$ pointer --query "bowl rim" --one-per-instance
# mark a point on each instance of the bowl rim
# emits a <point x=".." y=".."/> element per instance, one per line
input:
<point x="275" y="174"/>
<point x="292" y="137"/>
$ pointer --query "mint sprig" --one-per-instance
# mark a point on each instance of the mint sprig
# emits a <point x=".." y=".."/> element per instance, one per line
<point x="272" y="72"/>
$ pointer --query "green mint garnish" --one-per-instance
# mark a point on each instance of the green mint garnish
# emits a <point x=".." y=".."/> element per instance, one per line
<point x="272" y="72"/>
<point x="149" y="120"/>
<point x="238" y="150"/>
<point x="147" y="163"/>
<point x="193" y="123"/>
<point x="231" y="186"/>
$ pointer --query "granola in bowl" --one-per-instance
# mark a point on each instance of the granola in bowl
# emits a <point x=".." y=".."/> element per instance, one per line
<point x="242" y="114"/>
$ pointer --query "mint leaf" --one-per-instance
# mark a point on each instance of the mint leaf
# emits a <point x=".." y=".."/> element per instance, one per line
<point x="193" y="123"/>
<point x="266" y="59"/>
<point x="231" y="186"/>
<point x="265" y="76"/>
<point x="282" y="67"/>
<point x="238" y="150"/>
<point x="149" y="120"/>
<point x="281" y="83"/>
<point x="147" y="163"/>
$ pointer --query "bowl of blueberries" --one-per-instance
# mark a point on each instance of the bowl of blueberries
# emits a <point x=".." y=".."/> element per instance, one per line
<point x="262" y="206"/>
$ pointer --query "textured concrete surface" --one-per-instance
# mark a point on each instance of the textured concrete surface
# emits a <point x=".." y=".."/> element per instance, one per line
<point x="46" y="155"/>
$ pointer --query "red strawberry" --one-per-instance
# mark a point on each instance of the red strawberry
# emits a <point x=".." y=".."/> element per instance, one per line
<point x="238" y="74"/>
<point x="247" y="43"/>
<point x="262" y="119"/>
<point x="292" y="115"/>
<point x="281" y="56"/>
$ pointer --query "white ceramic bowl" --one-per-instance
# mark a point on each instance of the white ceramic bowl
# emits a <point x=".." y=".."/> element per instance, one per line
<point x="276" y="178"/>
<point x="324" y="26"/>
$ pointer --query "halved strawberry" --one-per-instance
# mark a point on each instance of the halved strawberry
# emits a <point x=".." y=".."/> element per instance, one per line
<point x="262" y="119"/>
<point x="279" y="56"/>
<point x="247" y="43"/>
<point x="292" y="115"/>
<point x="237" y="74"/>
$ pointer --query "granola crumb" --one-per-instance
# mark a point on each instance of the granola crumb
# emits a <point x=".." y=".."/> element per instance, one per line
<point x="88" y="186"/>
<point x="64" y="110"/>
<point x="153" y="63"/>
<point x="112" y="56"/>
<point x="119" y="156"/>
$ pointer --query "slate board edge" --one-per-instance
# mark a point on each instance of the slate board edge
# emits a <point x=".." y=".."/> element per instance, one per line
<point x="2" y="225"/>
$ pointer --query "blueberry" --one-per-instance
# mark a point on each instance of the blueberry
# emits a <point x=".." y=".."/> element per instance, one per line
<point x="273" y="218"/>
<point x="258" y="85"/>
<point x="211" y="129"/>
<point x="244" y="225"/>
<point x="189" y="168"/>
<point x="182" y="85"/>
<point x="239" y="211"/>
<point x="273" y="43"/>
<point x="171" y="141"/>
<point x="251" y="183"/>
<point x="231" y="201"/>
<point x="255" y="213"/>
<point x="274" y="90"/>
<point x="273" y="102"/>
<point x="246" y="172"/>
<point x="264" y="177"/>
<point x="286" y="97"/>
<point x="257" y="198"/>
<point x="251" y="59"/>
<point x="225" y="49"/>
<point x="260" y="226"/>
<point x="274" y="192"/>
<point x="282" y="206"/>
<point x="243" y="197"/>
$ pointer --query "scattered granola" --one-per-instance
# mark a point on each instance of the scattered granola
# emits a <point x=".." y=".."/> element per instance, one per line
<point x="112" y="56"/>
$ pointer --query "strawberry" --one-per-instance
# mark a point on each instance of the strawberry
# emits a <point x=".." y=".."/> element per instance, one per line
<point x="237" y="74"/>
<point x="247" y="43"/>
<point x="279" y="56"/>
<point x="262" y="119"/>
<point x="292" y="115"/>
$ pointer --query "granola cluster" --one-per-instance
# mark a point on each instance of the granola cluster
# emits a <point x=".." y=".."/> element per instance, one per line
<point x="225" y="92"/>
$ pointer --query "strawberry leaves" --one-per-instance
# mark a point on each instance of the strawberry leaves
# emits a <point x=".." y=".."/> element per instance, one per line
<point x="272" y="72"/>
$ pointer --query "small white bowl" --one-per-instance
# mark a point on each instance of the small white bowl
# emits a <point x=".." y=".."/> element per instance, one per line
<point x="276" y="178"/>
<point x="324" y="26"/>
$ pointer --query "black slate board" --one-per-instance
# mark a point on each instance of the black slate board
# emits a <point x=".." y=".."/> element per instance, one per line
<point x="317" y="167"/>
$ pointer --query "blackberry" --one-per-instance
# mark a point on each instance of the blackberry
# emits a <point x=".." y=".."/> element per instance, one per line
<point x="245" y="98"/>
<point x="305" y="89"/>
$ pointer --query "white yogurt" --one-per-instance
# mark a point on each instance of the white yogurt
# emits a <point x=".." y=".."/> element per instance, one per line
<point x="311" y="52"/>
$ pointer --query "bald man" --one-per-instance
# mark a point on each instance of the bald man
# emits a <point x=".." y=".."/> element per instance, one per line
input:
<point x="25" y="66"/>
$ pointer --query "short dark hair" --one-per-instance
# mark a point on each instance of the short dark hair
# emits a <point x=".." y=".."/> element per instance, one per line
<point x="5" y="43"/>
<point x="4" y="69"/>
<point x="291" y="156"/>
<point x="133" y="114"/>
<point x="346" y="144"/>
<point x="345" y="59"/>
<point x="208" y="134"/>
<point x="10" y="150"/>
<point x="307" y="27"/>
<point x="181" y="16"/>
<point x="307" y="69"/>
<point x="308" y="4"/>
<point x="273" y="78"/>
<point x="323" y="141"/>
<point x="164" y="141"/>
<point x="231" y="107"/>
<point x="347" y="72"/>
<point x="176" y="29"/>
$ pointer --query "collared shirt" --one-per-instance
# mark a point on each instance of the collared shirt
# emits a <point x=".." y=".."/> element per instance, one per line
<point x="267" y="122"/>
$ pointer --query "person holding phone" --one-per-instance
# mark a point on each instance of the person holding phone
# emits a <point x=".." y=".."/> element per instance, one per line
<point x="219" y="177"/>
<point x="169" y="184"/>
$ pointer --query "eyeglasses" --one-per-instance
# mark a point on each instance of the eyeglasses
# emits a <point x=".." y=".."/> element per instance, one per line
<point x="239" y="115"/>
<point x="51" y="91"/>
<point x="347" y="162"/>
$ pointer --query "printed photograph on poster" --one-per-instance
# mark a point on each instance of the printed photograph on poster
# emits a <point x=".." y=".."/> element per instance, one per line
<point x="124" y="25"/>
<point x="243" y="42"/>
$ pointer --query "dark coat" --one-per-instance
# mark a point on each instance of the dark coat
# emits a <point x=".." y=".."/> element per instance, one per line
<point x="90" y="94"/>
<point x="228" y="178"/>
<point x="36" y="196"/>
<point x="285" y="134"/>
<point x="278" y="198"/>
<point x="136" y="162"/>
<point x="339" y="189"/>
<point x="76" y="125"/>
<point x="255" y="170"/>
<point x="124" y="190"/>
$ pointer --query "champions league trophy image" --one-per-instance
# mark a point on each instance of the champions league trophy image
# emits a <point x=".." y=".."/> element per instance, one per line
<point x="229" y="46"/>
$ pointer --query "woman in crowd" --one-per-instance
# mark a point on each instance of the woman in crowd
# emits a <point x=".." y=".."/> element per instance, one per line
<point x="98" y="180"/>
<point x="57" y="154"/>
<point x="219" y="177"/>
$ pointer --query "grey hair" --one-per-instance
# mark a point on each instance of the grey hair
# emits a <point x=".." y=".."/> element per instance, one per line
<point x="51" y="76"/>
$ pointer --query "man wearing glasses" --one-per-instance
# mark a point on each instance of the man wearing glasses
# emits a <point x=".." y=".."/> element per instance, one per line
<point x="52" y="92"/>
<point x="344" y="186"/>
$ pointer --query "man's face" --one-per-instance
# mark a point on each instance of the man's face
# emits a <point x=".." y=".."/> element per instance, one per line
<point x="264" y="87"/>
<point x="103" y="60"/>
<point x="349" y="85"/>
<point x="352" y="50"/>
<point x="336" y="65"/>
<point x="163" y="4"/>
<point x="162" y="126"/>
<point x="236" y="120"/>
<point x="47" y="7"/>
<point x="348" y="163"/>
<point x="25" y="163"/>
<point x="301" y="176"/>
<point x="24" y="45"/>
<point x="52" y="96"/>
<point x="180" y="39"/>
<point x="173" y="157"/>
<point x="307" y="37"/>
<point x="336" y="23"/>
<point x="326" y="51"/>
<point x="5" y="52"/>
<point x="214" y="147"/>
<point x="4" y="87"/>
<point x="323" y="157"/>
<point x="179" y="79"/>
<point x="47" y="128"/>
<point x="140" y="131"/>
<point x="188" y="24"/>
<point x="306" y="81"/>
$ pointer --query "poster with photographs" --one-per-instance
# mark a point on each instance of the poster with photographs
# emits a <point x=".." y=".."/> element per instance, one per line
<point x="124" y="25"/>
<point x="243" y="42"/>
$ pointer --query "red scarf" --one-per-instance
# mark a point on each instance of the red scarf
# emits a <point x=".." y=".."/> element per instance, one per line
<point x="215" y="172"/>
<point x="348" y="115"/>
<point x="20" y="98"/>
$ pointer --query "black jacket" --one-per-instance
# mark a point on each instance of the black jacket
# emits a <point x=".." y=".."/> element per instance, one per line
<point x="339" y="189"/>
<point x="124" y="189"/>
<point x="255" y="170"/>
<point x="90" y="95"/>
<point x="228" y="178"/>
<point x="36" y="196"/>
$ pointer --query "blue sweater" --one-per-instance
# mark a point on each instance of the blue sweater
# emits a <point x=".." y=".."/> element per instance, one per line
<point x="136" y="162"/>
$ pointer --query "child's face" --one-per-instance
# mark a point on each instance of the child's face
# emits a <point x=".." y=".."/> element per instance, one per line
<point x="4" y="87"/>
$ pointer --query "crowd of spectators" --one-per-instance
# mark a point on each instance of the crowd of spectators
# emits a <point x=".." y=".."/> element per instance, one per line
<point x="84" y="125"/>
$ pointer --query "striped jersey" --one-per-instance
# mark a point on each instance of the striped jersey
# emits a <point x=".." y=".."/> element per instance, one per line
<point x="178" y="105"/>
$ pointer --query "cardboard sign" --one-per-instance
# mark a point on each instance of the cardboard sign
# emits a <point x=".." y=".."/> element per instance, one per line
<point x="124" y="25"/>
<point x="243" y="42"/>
____
Task prompt: Gather every line of the listing above that contains the string "short".

The output:
$ pointer --query "short dark hair" --one-per-instance
# mark a point on each instance of the short dark hair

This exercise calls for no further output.